◆ TAREFA 1: No excerto, que idade têm os pais da pessoa entrevistada?
◆ TAREFA 2: Transcreva do excerto tudo o que vai desde "A mensagem que" até "para ser prioritários.".

◆ EXCERTO DO DOCUMENTO:
>>

Qual é mensagem que este tipo de medidas passa aos portugueses que na grande maioria estão confinados?

A mensagem que passa é aquela que já está nas redes sociais e na comunicação como um todo. Há uns privilégios atribuídos a políticos que não se justificam e que se juntam a outros, desde logo uns que combatemos muitas vezes, como por exemplo os privilégios fiscais. Portanto, não contribui nada para essa noção que muita gente tem de que é uma classe política que privilegiada. Não contribui também para esclarecer aquilo que são as principais entidades e pessoas que devem estar protegidas no combate à pandemia. Confunde tudo e estabelece diferenciações, fazendo com que não seja de admirar que haja depois autarcas ou pessoas em determinadas regiões que se sintem no direito de passar à frente de outros que têm muito mais razões para ser prioritários.

Não foi o único a rejeitar publicamente a prioridade na vacinação, havendo outros representantes parlamentares a discordarem com esta medida. Pensa que vai haver mais figuras políticas a tomarem a mesma posição?

Acho que todos deviam tomar posição sobre isso. Fazer ou não dependerá de cada um. O deputado Ricardo Baptista Leite, Cristóvão Norte e Alexandre Poço, que eu saiba, também já tomaram posição sobre isso e acho muito bem. Cada um fará de acordo com a sua consciência aquilo que acha que deve fazer.

Do meu ponto de vista pessoal é me impensável sequer estar numa prioridade que não me pertence. Tenho pais com mais de 90 anos e não me passaria pela cabeça ser vacinado antes deles. É algo impensável. Cada um de nós terá situações que nos levam a reagir mais depressa.

<<

◆ DADOS FORNECIDOS:
>>

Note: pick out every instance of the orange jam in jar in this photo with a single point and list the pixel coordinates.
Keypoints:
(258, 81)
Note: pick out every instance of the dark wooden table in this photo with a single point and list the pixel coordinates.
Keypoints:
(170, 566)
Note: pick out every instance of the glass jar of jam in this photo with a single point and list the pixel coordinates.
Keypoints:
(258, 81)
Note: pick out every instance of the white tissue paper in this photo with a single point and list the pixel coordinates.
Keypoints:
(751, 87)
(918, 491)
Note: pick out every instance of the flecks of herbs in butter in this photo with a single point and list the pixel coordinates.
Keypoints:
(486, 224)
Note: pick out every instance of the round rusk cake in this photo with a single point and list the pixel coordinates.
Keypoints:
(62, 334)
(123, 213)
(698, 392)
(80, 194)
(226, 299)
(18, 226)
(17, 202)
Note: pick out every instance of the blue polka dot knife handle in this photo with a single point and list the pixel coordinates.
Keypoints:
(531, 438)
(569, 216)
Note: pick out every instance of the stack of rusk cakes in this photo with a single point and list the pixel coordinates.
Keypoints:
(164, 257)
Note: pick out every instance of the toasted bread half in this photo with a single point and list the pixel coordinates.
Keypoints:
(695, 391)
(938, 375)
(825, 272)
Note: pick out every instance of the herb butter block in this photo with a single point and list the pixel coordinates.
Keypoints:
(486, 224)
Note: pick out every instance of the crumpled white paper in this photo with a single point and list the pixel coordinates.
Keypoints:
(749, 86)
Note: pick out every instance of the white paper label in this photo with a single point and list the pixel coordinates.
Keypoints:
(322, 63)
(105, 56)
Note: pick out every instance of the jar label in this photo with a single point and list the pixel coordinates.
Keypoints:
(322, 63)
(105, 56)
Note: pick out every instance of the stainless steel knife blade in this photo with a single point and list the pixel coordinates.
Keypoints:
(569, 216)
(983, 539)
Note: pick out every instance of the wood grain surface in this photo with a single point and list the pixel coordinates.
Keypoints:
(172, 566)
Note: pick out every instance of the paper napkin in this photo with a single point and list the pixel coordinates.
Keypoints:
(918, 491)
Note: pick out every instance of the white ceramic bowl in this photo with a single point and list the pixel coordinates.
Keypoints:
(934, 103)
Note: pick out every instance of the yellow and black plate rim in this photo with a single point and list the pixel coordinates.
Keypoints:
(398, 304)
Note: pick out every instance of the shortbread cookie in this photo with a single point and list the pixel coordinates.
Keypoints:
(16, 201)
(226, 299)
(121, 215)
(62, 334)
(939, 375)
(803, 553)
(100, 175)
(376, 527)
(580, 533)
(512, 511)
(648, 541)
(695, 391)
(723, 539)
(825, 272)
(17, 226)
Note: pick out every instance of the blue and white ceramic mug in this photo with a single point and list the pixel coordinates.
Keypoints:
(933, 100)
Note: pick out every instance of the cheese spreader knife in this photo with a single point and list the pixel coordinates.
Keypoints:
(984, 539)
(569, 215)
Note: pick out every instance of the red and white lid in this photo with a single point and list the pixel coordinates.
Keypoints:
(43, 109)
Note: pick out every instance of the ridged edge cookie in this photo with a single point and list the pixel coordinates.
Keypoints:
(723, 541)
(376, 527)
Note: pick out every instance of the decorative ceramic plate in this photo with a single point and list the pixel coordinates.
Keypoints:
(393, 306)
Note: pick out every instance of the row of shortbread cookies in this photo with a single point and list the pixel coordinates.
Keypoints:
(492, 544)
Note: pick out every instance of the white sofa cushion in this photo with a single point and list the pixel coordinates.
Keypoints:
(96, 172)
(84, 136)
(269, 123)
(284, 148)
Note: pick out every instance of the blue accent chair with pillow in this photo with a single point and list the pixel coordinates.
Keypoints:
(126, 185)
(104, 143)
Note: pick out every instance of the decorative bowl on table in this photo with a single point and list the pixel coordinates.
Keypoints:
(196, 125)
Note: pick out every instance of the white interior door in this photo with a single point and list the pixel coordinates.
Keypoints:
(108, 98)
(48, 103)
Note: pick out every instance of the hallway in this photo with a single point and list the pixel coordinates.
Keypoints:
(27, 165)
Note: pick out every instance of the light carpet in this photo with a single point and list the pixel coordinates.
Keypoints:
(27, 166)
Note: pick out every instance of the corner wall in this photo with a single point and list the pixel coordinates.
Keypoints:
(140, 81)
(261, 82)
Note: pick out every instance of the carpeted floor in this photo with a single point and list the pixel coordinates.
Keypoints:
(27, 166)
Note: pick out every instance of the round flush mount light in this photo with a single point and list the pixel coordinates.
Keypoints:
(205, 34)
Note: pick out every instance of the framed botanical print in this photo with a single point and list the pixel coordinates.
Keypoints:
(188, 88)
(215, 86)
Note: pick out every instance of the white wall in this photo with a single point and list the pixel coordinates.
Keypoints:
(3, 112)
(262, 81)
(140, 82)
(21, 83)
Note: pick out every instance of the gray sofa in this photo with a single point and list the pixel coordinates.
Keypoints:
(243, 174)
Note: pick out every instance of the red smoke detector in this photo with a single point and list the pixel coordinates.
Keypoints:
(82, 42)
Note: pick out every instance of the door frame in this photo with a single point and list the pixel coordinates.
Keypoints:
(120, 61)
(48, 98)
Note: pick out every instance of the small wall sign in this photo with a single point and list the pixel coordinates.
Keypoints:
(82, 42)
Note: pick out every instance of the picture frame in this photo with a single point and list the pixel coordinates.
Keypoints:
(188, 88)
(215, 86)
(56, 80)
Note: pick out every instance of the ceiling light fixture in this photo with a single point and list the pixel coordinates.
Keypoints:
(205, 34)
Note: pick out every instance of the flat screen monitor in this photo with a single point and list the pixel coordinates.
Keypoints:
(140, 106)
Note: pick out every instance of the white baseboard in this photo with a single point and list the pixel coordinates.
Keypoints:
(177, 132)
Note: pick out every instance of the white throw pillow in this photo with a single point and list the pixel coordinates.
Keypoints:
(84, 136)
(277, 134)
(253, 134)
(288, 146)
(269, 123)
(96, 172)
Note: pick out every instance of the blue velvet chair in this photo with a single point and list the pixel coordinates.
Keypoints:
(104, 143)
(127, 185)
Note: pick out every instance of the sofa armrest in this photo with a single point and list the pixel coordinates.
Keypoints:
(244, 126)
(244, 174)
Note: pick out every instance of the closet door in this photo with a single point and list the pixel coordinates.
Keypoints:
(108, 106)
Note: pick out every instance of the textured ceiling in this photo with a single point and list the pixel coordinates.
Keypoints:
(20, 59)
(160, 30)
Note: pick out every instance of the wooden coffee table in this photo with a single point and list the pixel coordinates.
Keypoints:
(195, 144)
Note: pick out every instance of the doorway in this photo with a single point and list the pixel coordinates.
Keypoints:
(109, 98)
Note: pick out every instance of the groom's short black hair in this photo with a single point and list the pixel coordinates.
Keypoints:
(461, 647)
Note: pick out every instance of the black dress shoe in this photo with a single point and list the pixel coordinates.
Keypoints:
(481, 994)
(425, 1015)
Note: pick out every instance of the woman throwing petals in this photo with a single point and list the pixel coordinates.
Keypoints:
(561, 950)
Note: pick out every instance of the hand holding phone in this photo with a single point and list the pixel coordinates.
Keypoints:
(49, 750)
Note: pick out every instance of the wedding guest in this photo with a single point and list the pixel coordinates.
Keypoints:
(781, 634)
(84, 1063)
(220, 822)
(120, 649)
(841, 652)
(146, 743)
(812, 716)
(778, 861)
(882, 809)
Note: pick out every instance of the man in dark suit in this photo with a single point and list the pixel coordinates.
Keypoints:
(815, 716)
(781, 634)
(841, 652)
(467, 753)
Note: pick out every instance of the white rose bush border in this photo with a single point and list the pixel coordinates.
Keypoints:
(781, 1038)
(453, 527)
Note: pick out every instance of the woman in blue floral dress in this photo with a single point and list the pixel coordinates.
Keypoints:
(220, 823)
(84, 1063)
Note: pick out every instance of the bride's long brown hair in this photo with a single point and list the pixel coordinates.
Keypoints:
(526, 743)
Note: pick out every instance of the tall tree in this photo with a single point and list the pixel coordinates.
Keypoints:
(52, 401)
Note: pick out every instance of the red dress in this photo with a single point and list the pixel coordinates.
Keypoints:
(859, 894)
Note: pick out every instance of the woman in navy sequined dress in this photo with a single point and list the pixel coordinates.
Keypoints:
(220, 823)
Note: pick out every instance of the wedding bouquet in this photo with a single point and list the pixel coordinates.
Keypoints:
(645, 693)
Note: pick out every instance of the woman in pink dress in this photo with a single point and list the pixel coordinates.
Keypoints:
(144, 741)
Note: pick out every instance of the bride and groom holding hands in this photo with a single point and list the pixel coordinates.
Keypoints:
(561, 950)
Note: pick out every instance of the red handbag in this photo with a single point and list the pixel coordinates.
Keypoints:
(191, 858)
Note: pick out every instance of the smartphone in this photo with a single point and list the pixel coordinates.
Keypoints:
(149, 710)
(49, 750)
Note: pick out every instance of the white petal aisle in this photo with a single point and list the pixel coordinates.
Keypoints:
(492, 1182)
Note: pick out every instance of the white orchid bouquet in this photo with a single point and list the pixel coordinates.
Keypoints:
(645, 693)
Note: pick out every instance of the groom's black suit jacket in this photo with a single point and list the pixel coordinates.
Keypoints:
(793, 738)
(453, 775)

<<

◆ A SUA RESPOSTA 1: Têm mais de 90 anos.

◆ A SUA RESPOSTA 2:
A mensagem que passa é aquela que já está nas redes sociais e na comunicação como um todo. Há uns privilégios atribuídos a políticos que não se justificam e que se juntam a outros, desde logo uns que combatemos muitas vezes, como por exemplo os privilégios fiscais. Portanto, não contribui nada para essa noção que muita gente tem de que é uma classe política que privilegiada. Não contribui também para esclarecer aquilo que são as principais entidades e pessoas que devem estar protegidas no combate à pandemia. Confunde tudo e estabelece diferenciações, fazendo com que não seja de admirar que haja depois autarcas ou pessoas em determinadas regiões que se sintem no direito de passar à frente de outros que têm muito mais razões para ser prioritários.